----- Records for this exercise -----

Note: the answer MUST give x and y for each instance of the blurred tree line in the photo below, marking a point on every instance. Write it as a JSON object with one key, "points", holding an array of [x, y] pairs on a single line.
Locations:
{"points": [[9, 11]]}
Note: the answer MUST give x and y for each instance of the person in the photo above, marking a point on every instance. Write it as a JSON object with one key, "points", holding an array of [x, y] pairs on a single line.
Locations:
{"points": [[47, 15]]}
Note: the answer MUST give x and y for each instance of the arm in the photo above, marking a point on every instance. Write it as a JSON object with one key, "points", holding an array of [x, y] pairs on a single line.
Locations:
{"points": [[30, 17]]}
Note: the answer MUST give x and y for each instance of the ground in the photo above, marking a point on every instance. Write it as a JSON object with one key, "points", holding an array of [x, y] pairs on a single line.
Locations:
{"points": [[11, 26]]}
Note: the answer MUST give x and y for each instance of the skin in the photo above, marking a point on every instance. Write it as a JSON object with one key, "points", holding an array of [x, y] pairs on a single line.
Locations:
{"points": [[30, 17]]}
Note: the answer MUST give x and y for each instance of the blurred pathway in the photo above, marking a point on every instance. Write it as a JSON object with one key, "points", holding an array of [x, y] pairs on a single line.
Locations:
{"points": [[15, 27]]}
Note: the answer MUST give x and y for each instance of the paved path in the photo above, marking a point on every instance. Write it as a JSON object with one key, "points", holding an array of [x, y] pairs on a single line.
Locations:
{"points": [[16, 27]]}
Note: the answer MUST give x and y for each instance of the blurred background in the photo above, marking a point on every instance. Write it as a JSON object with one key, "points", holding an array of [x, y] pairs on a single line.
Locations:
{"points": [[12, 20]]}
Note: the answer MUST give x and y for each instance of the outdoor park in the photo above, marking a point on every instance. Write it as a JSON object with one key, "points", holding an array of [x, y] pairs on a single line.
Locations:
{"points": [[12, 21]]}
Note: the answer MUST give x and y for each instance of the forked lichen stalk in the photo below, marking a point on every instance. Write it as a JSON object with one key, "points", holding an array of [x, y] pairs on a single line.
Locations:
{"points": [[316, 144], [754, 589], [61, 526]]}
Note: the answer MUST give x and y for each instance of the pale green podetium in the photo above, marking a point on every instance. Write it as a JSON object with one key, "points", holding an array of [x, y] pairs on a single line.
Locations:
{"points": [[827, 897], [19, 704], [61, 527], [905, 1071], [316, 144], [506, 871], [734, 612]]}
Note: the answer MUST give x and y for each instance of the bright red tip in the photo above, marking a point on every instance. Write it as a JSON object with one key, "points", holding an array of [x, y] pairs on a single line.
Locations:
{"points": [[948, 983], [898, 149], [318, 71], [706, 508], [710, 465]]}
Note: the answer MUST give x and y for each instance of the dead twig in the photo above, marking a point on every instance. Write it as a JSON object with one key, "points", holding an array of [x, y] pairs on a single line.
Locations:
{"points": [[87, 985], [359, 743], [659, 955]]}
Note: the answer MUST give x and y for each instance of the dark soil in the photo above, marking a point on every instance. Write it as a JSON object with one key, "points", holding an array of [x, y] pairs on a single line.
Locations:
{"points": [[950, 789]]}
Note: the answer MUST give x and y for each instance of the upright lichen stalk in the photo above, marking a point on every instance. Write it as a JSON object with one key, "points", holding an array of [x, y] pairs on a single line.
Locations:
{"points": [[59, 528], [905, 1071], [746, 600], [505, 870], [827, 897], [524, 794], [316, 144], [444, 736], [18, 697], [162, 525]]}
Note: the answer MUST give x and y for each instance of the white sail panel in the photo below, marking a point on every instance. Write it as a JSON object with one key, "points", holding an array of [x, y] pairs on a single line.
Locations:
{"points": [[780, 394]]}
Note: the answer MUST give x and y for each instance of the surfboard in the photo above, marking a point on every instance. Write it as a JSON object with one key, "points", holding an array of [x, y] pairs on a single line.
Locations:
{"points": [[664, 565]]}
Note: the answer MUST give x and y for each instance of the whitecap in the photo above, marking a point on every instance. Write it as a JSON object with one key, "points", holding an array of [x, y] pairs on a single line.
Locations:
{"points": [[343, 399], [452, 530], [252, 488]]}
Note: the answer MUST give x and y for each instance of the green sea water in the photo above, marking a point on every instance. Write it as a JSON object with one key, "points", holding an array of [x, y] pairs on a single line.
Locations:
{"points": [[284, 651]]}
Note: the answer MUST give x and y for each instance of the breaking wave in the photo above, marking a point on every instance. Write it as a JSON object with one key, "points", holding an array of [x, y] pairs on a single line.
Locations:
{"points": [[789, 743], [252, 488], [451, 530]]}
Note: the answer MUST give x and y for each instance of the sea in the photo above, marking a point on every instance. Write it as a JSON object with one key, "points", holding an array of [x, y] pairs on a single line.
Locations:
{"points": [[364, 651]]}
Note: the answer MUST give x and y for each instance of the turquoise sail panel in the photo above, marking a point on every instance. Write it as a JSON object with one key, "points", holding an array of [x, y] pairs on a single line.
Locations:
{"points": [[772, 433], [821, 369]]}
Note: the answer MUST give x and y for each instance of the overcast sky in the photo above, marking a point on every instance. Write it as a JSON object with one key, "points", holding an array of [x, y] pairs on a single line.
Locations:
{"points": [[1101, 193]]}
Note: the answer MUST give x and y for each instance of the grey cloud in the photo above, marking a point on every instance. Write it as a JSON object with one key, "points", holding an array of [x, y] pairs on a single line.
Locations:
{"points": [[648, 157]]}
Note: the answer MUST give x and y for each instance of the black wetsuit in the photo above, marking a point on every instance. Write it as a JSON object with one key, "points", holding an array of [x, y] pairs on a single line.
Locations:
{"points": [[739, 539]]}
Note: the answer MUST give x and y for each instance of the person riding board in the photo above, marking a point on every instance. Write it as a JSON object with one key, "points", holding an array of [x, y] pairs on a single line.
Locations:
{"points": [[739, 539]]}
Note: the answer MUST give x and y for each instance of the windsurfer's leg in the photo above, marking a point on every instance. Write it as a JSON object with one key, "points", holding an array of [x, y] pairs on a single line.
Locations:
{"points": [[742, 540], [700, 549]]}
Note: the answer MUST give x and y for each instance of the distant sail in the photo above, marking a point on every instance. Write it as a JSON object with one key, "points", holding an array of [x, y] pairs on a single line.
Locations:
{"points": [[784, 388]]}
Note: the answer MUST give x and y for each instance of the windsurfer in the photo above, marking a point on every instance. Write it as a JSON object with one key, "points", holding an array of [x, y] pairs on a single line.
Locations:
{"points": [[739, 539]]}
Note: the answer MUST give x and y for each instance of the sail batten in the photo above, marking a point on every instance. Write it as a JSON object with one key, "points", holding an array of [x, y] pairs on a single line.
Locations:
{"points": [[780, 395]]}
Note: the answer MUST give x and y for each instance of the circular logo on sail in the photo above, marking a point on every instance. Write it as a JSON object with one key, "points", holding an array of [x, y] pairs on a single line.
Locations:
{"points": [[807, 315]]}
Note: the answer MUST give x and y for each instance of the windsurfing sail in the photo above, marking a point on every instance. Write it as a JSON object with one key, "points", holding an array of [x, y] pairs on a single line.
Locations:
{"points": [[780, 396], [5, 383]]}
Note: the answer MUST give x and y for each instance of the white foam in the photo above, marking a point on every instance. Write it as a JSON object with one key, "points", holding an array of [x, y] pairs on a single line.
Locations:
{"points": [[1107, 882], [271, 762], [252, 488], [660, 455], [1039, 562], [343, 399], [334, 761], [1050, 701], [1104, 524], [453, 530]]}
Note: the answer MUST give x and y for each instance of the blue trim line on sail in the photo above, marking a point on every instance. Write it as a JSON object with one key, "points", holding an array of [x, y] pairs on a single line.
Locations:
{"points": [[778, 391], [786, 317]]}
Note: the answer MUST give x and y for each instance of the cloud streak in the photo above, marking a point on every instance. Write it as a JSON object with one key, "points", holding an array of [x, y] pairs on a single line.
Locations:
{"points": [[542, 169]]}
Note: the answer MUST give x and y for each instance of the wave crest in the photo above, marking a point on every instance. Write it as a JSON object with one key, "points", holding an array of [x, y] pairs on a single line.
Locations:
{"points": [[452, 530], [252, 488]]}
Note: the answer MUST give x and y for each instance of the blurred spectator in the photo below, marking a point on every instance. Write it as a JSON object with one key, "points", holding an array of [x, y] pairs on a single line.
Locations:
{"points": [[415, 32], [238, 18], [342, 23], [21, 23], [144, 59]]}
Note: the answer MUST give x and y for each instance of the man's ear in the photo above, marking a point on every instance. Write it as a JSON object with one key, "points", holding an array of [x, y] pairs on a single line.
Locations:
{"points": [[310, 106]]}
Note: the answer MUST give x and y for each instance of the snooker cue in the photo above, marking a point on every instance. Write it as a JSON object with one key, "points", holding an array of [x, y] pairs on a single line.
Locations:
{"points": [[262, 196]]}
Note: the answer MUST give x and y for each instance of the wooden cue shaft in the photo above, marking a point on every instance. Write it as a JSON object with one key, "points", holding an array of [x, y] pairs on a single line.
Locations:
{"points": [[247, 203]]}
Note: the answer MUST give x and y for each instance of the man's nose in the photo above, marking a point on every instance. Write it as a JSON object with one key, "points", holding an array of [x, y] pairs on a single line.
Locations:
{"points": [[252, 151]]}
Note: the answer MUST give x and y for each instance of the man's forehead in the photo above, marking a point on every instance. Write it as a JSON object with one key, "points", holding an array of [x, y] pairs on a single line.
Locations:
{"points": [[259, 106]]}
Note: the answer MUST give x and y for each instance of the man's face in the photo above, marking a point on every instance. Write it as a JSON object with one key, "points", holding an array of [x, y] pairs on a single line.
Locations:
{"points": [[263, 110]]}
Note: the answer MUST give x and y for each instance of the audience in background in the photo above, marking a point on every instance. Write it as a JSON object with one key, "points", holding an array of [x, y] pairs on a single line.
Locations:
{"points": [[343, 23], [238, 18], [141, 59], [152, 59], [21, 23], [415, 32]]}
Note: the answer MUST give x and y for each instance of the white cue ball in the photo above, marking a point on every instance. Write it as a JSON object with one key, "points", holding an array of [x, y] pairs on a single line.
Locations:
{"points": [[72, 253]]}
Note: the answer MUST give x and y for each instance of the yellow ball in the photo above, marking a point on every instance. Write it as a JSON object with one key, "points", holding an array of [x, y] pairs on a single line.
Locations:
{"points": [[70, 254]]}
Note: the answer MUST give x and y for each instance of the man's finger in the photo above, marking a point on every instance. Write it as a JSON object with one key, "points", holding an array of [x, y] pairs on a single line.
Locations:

-----

The problem:
Write out the stretch of the data above from the line containing "the man's finger" through the end of the data, with every character the same.

Exercise answer:
Note: the answer MUST give x and y for each instance of the man's finger in the photo above, marking a point on every instance. Write it as a JSON object with one key, "points", holding an array of [x, y] pairs on a single line.
Locations:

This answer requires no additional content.